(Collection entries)
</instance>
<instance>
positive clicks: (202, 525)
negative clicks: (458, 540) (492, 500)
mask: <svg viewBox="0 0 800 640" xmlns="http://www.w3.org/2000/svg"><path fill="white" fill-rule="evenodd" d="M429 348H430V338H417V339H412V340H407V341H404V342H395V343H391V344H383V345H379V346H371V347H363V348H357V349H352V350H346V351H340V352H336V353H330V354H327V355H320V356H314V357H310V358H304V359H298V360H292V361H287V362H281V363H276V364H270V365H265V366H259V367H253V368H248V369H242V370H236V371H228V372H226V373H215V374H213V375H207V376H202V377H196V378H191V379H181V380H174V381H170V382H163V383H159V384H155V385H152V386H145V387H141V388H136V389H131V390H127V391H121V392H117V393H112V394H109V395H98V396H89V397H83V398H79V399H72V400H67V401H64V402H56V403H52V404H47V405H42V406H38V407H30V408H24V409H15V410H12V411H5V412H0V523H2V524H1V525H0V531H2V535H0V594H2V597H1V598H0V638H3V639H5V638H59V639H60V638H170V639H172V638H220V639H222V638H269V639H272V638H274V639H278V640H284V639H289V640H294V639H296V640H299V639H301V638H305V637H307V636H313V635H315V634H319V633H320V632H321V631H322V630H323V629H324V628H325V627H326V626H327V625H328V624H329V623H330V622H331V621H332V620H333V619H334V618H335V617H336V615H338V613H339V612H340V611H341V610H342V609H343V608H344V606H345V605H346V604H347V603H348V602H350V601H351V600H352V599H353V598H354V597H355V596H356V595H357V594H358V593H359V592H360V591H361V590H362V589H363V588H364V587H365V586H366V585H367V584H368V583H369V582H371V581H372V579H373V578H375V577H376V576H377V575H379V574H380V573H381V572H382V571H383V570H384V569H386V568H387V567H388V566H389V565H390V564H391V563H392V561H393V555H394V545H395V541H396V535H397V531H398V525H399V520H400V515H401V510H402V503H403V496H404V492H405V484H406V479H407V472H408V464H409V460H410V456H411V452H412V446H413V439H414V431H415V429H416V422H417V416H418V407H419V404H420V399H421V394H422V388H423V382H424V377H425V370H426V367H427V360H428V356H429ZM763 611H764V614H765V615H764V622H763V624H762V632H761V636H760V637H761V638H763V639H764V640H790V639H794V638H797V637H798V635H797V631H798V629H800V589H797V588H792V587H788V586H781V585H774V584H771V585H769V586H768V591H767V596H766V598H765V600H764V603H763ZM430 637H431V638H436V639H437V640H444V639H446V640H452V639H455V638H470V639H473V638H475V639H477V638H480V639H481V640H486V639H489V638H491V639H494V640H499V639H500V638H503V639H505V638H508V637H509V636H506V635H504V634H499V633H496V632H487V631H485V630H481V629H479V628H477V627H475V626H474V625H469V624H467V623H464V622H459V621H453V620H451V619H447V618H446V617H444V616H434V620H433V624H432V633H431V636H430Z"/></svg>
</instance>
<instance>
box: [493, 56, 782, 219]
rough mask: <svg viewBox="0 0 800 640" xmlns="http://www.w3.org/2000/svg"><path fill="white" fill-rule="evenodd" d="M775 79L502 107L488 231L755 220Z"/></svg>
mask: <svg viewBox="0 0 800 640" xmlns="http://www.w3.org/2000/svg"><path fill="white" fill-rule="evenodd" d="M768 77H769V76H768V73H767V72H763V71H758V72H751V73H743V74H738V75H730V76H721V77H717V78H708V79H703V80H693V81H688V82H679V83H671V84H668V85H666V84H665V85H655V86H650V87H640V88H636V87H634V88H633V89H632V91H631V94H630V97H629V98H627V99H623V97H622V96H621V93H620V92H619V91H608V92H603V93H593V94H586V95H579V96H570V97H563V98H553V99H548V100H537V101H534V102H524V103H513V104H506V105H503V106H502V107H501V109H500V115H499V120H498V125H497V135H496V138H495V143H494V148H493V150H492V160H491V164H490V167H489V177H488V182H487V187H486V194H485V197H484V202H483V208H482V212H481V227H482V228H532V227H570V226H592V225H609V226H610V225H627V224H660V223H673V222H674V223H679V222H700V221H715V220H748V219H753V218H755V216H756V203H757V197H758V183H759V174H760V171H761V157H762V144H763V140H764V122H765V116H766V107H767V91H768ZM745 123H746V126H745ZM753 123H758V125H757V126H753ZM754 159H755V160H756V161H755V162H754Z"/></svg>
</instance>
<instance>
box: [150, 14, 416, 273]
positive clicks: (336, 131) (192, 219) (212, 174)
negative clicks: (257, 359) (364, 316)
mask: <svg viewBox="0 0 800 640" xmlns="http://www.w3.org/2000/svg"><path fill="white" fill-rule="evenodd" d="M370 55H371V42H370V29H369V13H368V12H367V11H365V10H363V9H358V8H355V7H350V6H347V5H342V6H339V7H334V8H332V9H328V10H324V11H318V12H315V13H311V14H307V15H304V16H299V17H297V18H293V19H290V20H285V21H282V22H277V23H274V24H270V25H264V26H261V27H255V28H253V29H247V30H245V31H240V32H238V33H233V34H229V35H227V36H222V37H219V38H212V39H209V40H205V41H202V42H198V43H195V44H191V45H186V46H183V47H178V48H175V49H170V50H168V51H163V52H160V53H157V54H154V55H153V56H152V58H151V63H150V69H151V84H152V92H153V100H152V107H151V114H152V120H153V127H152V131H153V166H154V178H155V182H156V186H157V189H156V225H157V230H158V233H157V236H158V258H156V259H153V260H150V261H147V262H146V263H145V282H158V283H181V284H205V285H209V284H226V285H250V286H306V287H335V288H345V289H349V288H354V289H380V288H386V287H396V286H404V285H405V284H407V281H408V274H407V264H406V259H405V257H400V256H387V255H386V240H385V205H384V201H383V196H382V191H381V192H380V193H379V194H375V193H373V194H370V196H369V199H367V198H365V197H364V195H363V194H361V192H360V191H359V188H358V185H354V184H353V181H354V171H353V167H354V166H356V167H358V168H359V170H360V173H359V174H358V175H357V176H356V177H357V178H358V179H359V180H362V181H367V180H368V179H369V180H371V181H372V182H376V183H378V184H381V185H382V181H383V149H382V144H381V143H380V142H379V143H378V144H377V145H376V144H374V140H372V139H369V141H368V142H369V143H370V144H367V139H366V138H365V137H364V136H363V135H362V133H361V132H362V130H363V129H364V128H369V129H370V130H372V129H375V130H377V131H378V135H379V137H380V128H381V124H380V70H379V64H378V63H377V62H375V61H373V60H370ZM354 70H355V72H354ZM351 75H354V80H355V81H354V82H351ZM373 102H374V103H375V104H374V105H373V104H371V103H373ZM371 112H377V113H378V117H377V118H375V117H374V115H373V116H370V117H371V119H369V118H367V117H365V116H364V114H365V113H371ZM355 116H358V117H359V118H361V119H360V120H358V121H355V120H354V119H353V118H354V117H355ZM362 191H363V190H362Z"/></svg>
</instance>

What is expected:
Edit the lines above so that each "negative clicks" becomes "background clicks", keeping everything else the same.

Response area:
</instance>
<instance>
positive clicks: (202, 525)
background clicks: (458, 540) (492, 500)
mask: <svg viewBox="0 0 800 640" xmlns="http://www.w3.org/2000/svg"><path fill="white" fill-rule="evenodd" d="M429 348H430V338H417V339H412V340H407V341H404V342H395V343H391V344H383V345H379V346H371V347H363V348H357V349H352V350H346V351H340V352H336V353H330V354H327V355H320V356H314V357H310V358H304V359H298V360H292V361H287V362H281V363H276V364H270V365H265V366H259V367H253V368H248V369H242V370H236V371H228V372H226V373H215V374H213V375H207V376H202V377H196V378H191V379H181V380H174V381H170V382H163V383H159V384H155V385H152V386H145V387H141V388H136V389H131V390H127V391H121V392H117V393H112V394H109V395H98V396H89V397H83V398H79V399H72V400H67V401H64V402H56V403H52V404H47V405H42V406H38V407H30V408H24V409H15V410H12V411H5V412H0V523H2V524H1V525H0V531H2V535H0V594H2V597H1V598H0V638H3V639H5V638H59V639H60V638H170V639H172V638H220V639H222V638H269V639H272V638H274V639H278V640H284V639H289V640H294V639H296V640H299V639H301V638H305V637H307V636H313V635H315V634H319V633H320V632H321V631H322V630H323V629H324V628H325V627H326V626H327V625H328V624H329V623H330V622H331V621H332V620H333V619H334V618H335V617H336V615H338V613H339V612H340V611H341V610H342V609H343V608H344V606H345V605H346V604H347V603H348V602H350V601H351V600H352V599H353V598H354V597H355V596H356V595H357V594H358V593H359V592H360V591H361V590H362V589H363V588H364V587H365V586H366V585H367V584H368V583H369V582H371V581H372V579H373V578H375V577H376V576H377V575H379V574H380V573H381V572H382V571H383V570H384V569H386V568H387V567H388V566H389V565H390V564H391V563H392V561H393V555H394V545H395V541H396V535H397V531H398V525H399V520H400V515H401V510H402V503H403V496H404V492H405V484H406V479H407V472H408V464H409V460H410V456H411V452H412V446H413V439H414V431H415V429H416V422H417V416H418V407H419V404H420V399H421V394H422V388H423V382H424V377H425V370H426V367H427V360H428V356H429ZM763 611H764V614H765V615H764V622H763V624H762V632H761V636H760V637H761V638H763V639H764V640H790V639H794V638H797V637H798V635H797V631H798V629H800V589H797V588H792V587H788V586H781V585H774V584H771V585H769V586H768V591H767V596H766V598H765V600H764V603H763ZM430 637H431V638H436V639H437V640H444V639H446V640H452V639H455V638H470V639H473V638H475V639H477V638H480V639H481V640H486V639H489V638H491V639H494V640H499V639H500V638H503V639H505V638H508V637H509V636H506V635H504V634H499V633H496V632H487V631H485V630H481V629H479V628H477V627H475V626H474V625H469V624H467V623H464V622H459V621H453V620H451V619H447V618H446V617H444V616H434V620H433V624H432V633H431V636H430Z"/></svg>
</instance>
<instance>
box: [493, 56, 782, 219]
rough mask: <svg viewBox="0 0 800 640" xmlns="http://www.w3.org/2000/svg"><path fill="white" fill-rule="evenodd" d="M775 79L502 107L488 231L755 220Z"/></svg>
mask: <svg viewBox="0 0 800 640" xmlns="http://www.w3.org/2000/svg"><path fill="white" fill-rule="evenodd" d="M768 77H769V76H768V73H767V72H763V71H758V72H751V73H743V74H738V75H730V76H721V77H717V78H708V79H703V80H693V81H688V82H679V83H671V84H668V85H666V84H665V85H655V86H650V87H640V88H636V87H634V88H633V89H632V91H631V94H630V97H629V98H627V99H623V97H622V96H621V93H620V92H619V91H608V92H603V93H593V94H586V95H579V96H570V97H563V98H553V99H548V100H537V101H534V102H524V103H513V104H506V105H503V106H502V107H501V109H500V115H499V120H498V125H497V135H496V138H495V143H494V148H493V150H492V160H491V164H490V167H489V177H488V182H487V187H486V194H485V197H484V202H483V208H482V212H481V227H482V228H532V227H570V226H592V225H609V226H610V225H627V224H660V223H673V222H674V223H679V222H700V221H715V220H748V219H753V218H755V216H756V203H757V197H758V183H759V174H760V171H761V157H762V144H763V140H764V122H765V116H766V107H767V91H768ZM745 123H746V126H745ZM753 123H758V125H757V126H753ZM754 159H755V160H756V161H755V162H754Z"/></svg>
</instance>
<instance>
box: [150, 14, 416, 273]
positive clicks: (336, 131) (192, 219) (212, 174)
background clicks: (257, 359) (364, 316)
mask: <svg viewBox="0 0 800 640" xmlns="http://www.w3.org/2000/svg"><path fill="white" fill-rule="evenodd" d="M370 55H371V42H370V29H369V13H368V12H367V11H365V10H363V9H358V8H355V7H350V6H347V5H342V6H339V7H334V8H332V9H328V10H324V11H318V12H315V13H311V14H307V15H304V16H299V17H297V18H293V19H290V20H285V21H282V22H277V23H274V24H270V25H264V26H261V27H255V28H253V29H247V30H245V31H240V32H238V33H233V34H229V35H227V36H222V37H219V38H212V39H209V40H205V41H202V42H198V43H195V44H191V45H186V46H183V47H178V48H175V49H170V50H168V51H163V52H160V53H157V54H154V55H153V56H152V58H151V63H150V69H151V84H152V92H153V100H152V107H151V114H152V120H153V127H152V131H153V166H154V178H155V182H156V186H157V189H156V225H157V230H158V233H157V236H158V258H156V259H153V260H150V261H147V262H146V263H145V282H158V283H181V284H205V285H209V284H226V285H250V286H306V287H335V288H345V289H349V288H354V289H380V288H386V287H396V286H404V285H405V284H407V281H408V274H407V264H406V259H405V257H400V256H387V255H386V240H385V205H384V201H383V196H382V191H381V192H380V193H379V194H375V193H373V194H370V196H369V199H367V198H365V197H364V195H363V194H361V192H360V191H359V188H358V185H354V184H353V181H354V171H353V167H354V166H356V167H358V168H359V170H360V173H359V174H358V175H357V176H356V177H357V178H358V179H359V180H362V181H367V180H368V179H369V180H371V181H372V182H376V183H378V184H381V185H382V181H383V149H382V144H381V143H380V142H379V143H378V144H377V145H376V144H374V140H372V139H369V141H368V142H369V143H370V144H367V139H366V138H365V137H364V136H363V135H362V133H361V132H362V130H363V129H364V128H369V129H370V130H372V129H375V130H377V131H378V135H379V137H380V128H381V124H380V70H379V64H378V63H377V62H375V61H373V60H370ZM354 70H355V72H354ZM351 75H354V80H355V81H354V82H351ZM373 102H374V103H375V104H374V105H373V104H371V103H373ZM371 112H377V113H378V117H377V118H375V117H374V115H373V116H370V117H371V119H369V118H367V117H365V116H364V114H365V113H371ZM355 116H358V117H359V118H361V119H360V120H358V121H355V120H354V119H353V118H354V117H355ZM362 191H363V190H362Z"/></svg>
</instance>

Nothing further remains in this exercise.